Source >>
....

MrStickyScissors said:


> My son wants me to buy him a gaming computer so he can play games and post them on you tube. He wants a green screen and says he needs 3 screens. Can anyone break down what i really need to get him. Thanks


Like blue wizard said... Just about everyone does that now. No guarantee in any of it. I don't think you're realizing how powerful of a computer you need or how expensive it's going to cost. For that setup he could buy a badass used car. 



Blue Wizard said:


> A job. That way he can buy all that expensive crap himself..


Best advice you'll get.


----------



## Roger A. Shrubber (Aug 28, 2018)

https://www.google.com/search?q=gaming+streaming+computer+setup+3+screens&num=30&client=firefox-b-1&source=lnms&tbm=shop&sa=X&ved=0ahUKEwj-9Z-Wk5DdAhXM11MKHbmCDwcQ_AUICigB&biw=1104&bih=571&dpr=1.3

just start looking at prices....the effing desk to hold 3 monitors and all the shit is 300 bucks.....goes up from there.
you're looking at at least 3k for what he wants, and that's if you go with the cheaper shit, buy good stuff and you got 5 k sitting in a corner....

i'm fairly good at building pcs, been doing it for a long time, and it would take me at least 3k to buy good stuff and put it all together into what he wants


----------



## Lucky Luke (Aug 28, 2018)

Kids always "want"...


----------



## Roger A. Shrubber (Aug 28, 2018)

a 27 inch monitor is about the biggest i'm able to see the whole screen on sitting at my desk. anything bigger and i'd have to start sitting farther away.
get him a good computer with a video editing suite, a good video card with 2 hdmi plugins, a 27 inch monitor to play on, and a 17 to edit on. if he needs more than that, tell him to mow grass and walk dogs for it.


----------



## Kami Samurai (Sep 18, 2018)

Get him the gaming computer first. The sweats will crush his dreams for you.


----------



## mr sunshine (Sep 18, 2018)

Get him a basketball.


----------



## Lucky Luke (Sep 18, 2018)

Mind you some of the online gaming evens attract HUGE prizemoney..Dota2 was like close to 20mill. maybe its the new golf?


----------



## Kami Samurai (Sep 18, 2018)

Ninja is beyond well off and he plays fortnite and streams. Dudes become a social icon.


----------



## redivider (Sep 19, 2018)

MrStickyScissors said:


> My son wants me to buy him a gaming computer so he can play games and post them on you tube. He wants a green screen and says he needs 3 screens. Can anyone break down what i really need to get him. Thanks


he does not need 3 screens. the best gamers in the world play on just one. 23 inches is more than enough for a desktop setup.

....

Entries >>
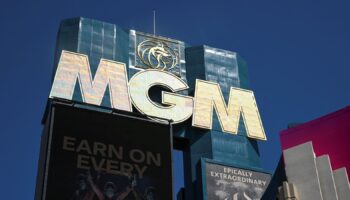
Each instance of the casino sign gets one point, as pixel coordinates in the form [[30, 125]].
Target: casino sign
[[176, 107]]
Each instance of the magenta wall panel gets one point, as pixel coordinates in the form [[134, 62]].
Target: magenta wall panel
[[329, 134]]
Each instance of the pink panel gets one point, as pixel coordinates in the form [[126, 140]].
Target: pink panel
[[329, 134]]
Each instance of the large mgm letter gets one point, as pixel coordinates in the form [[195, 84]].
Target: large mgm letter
[[73, 66], [179, 107], [209, 95]]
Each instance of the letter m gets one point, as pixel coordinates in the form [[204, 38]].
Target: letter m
[[74, 66]]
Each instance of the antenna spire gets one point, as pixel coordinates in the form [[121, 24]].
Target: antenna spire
[[154, 22]]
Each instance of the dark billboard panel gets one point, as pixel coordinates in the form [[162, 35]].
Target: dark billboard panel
[[231, 183], [103, 156]]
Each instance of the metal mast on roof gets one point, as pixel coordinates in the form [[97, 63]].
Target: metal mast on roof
[[154, 22]]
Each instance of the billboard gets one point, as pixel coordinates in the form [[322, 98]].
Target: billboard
[[98, 156], [231, 183]]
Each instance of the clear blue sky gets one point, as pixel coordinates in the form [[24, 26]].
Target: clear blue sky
[[297, 52]]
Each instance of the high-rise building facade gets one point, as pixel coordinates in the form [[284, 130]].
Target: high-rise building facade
[[217, 164]]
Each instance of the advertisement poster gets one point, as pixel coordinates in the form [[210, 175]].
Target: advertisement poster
[[230, 183], [102, 156]]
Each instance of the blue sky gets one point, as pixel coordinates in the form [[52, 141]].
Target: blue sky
[[297, 53]]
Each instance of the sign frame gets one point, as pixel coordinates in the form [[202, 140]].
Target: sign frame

....

Instructions for the task >> Transcribe the passage of the gaming computer thread between "just start looking" and "Luke (Aug 28, 2018)", inclusive.

Written response >>
just start looking at prices....the effing desk to hold 3 monitors and all the shit is 300 bucks.....goes up from there.
you're looking at at least 3k for what he wants, and that's if you go with the cheaper shit, buy good stuff and you got 5 k sitting in a corner....

i'm fairly good at building pcs, been doing it for a long time, and it would take me at least 3k to buy good stuff and put it all together into what he wants


----------



## Lucky Luke (Aug 28, 2018)